**PARTS OF THE EXERCISE:**
- A) Answer these questions using the text about the J. Geils Band:
(i) Which album was the band's last release for Atlantic?
(ii) Who wrote all the songs on "Sanctuary"?
(iii) Whom did Peter Wolf marry?
- B) From the text about the J. Geils Band, extract the passage starting at "Starting all over" and ending at "have catchy choruses.".
## start PROVIDED TEXT
Unlike the Jukes, who have been building a national audience gradually the past few years through constant touring, the J. Geils Band is coming back from a long spell out of the public eye. The most publicity they'd gotten recently was Peter Wolf's marriage to Faye Dunaway, and temporarily shortening their neme to "Geils" didn't help their fading image.

But their newest release, "sanctuary," reaffirms their pound-it-out style and may bring back the audience that made songs liek "Lookin' for a Love" popular in the early '70s.

With the acclaim currently accorded gritty rock veterans like Bruce Springsteen and Bob Seger, and newcomers like The Cars, the J. Geils Band's time may have returned. Actually, it should have returned with the critically acclaimed "Monkey Island," their last release for Atlantic, but that album flopped commercially and now the J. Geils Band must start all over again.

Starting all over in this group's case means going out and presenting the same format that's been its staple for years: no-nonsense, heavy-tonnage music. Not that the J. Geils Band is simply loud. Aerosmith is loud. Ted Nugent is loud. Led Zeppelin and Foreigner are loud. The J. Geils Band is powerful. On an average night, it'll have you up and dancing within three songs and it doesn't really have a ballad in its repertory that can slow the pace enough to make a difference.

"Sanctuary" follows the same pattern. All the songs are written by Wolf and keyboardist Seth Justman, and there's nothing fancy. The title cut has a lean hunger accentuated by J. Geils' stinging guitar. "Jus' Canht Stop Me" is a pre-disco dance tune and "One Last Kiss" shows that hard rock can have catchy choruses.
## end PROVIDED TEXT
## start RAW DATA
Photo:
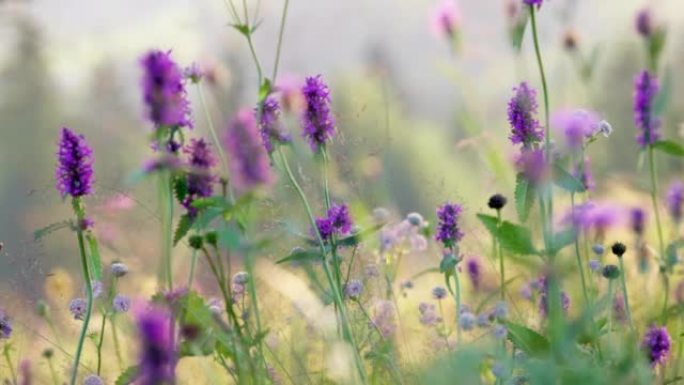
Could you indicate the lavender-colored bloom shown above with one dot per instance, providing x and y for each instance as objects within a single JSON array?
[
  {"x": 199, "y": 178},
  {"x": 438, "y": 293},
  {"x": 249, "y": 163},
  {"x": 353, "y": 289},
  {"x": 121, "y": 303},
  {"x": 656, "y": 343},
  {"x": 164, "y": 91},
  {"x": 78, "y": 308},
  {"x": 157, "y": 361},
  {"x": 675, "y": 200},
  {"x": 646, "y": 89},
  {"x": 448, "y": 231},
  {"x": 269, "y": 125},
  {"x": 474, "y": 272},
  {"x": 525, "y": 128},
  {"x": 317, "y": 120},
  {"x": 5, "y": 326},
  {"x": 74, "y": 172}
]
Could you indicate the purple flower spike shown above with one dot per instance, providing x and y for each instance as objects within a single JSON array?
[
  {"x": 249, "y": 163},
  {"x": 164, "y": 91},
  {"x": 317, "y": 120},
  {"x": 74, "y": 165},
  {"x": 522, "y": 108},
  {"x": 200, "y": 180},
  {"x": 646, "y": 89},
  {"x": 448, "y": 231},
  {"x": 157, "y": 353},
  {"x": 656, "y": 343},
  {"x": 269, "y": 126}
]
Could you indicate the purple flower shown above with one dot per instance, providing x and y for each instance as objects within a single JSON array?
[
  {"x": 675, "y": 199},
  {"x": 656, "y": 343},
  {"x": 269, "y": 126},
  {"x": 448, "y": 231},
  {"x": 522, "y": 108},
  {"x": 5, "y": 326},
  {"x": 474, "y": 272},
  {"x": 164, "y": 91},
  {"x": 199, "y": 178},
  {"x": 646, "y": 89},
  {"x": 317, "y": 120},
  {"x": 157, "y": 354},
  {"x": 74, "y": 165},
  {"x": 249, "y": 163},
  {"x": 121, "y": 303}
]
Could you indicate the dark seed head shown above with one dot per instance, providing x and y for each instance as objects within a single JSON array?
[
  {"x": 497, "y": 202},
  {"x": 618, "y": 249}
]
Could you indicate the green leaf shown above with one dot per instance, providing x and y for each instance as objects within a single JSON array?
[
  {"x": 128, "y": 376},
  {"x": 49, "y": 229},
  {"x": 669, "y": 147},
  {"x": 524, "y": 197},
  {"x": 95, "y": 258},
  {"x": 565, "y": 180},
  {"x": 527, "y": 340},
  {"x": 301, "y": 255},
  {"x": 514, "y": 238},
  {"x": 184, "y": 225}
]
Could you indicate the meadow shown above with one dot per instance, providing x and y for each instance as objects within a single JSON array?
[{"x": 315, "y": 230}]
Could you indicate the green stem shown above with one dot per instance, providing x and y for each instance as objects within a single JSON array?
[{"x": 80, "y": 215}]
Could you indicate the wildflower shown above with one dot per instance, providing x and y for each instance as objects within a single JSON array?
[
  {"x": 157, "y": 354},
  {"x": 78, "y": 307},
  {"x": 525, "y": 128},
  {"x": 317, "y": 120},
  {"x": 353, "y": 289},
  {"x": 646, "y": 89},
  {"x": 675, "y": 200},
  {"x": 269, "y": 125},
  {"x": 121, "y": 303},
  {"x": 118, "y": 269},
  {"x": 74, "y": 172},
  {"x": 199, "y": 178},
  {"x": 164, "y": 91},
  {"x": 656, "y": 343},
  {"x": 249, "y": 163},
  {"x": 438, "y": 293},
  {"x": 448, "y": 231}
]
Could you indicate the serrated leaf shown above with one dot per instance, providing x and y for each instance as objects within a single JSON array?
[
  {"x": 95, "y": 258},
  {"x": 527, "y": 340},
  {"x": 567, "y": 181},
  {"x": 514, "y": 238},
  {"x": 669, "y": 147},
  {"x": 49, "y": 229},
  {"x": 184, "y": 225},
  {"x": 128, "y": 376},
  {"x": 524, "y": 197}
]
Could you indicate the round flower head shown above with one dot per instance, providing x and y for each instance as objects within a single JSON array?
[
  {"x": 74, "y": 172},
  {"x": 522, "y": 108},
  {"x": 646, "y": 89},
  {"x": 78, "y": 307},
  {"x": 164, "y": 91},
  {"x": 448, "y": 230},
  {"x": 249, "y": 162},
  {"x": 269, "y": 124},
  {"x": 121, "y": 303},
  {"x": 353, "y": 289},
  {"x": 317, "y": 120},
  {"x": 199, "y": 178},
  {"x": 656, "y": 343},
  {"x": 675, "y": 200}
]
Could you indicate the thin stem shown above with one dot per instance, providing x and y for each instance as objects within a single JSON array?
[{"x": 89, "y": 290}]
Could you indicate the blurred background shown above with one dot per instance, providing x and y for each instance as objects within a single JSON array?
[{"x": 418, "y": 121}]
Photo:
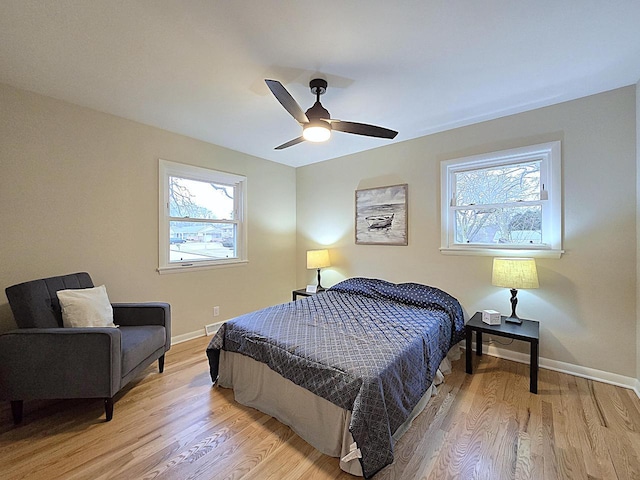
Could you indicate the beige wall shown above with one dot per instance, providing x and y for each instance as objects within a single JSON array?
[
  {"x": 638, "y": 235},
  {"x": 79, "y": 191},
  {"x": 587, "y": 299}
]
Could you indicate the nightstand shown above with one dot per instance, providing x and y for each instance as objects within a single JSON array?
[
  {"x": 300, "y": 293},
  {"x": 528, "y": 331}
]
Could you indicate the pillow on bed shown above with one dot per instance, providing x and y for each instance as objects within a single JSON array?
[{"x": 86, "y": 307}]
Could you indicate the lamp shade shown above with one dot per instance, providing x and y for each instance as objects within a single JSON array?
[
  {"x": 515, "y": 273},
  {"x": 318, "y": 259},
  {"x": 316, "y": 131}
]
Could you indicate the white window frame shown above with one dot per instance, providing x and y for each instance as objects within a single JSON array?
[
  {"x": 167, "y": 169},
  {"x": 549, "y": 155}
]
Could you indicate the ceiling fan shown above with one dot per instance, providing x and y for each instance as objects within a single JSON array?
[{"x": 316, "y": 122}]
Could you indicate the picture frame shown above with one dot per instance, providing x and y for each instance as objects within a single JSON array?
[{"x": 382, "y": 216}]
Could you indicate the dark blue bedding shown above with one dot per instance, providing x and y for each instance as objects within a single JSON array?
[{"x": 366, "y": 345}]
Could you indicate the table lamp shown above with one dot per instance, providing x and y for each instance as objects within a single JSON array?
[
  {"x": 514, "y": 273},
  {"x": 318, "y": 259}
]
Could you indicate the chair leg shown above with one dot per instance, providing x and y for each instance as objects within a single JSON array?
[
  {"x": 16, "y": 410},
  {"x": 108, "y": 408}
]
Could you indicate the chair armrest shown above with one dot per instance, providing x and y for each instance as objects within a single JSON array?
[
  {"x": 148, "y": 313},
  {"x": 60, "y": 363}
]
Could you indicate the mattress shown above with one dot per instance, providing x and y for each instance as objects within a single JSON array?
[
  {"x": 319, "y": 422},
  {"x": 367, "y": 346}
]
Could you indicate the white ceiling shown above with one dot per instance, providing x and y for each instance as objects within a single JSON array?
[{"x": 415, "y": 66}]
## end RAW DATA
**RESULTS BY TASK:**
- A)
(i) "Monkey Island"
(ii) Wolf and keyboardist Seth Justman
(iii) Faye Dunaway

- B)
Starting all over in this group's case means going out and presenting the same format that's been its staple for years: no-nonsense, heavy-tonnage music. Not that the J. Geils Band is simply loud. Aerosmith is loud. Ted Nugent is loud. Led Zeppelin and Foreigner are loud. The J. Geils Band is powerful. On an average night, it'll have you up and dancing within three songs and it doesn't really have a ballad in its repertory that can slow the pace enough to make a difference.

"Sanctuary" follows the same pattern. All the songs are written by Wolf and keyboardist Seth Justman, and there's nothing fancy. The title cut has a lean hunger accentuated by J. Geils' stinging guitar. "Jus' Canht Stop Me" is a pre-disco dance tune and "One Last Kiss" shows that hard rock can have catchy choruses.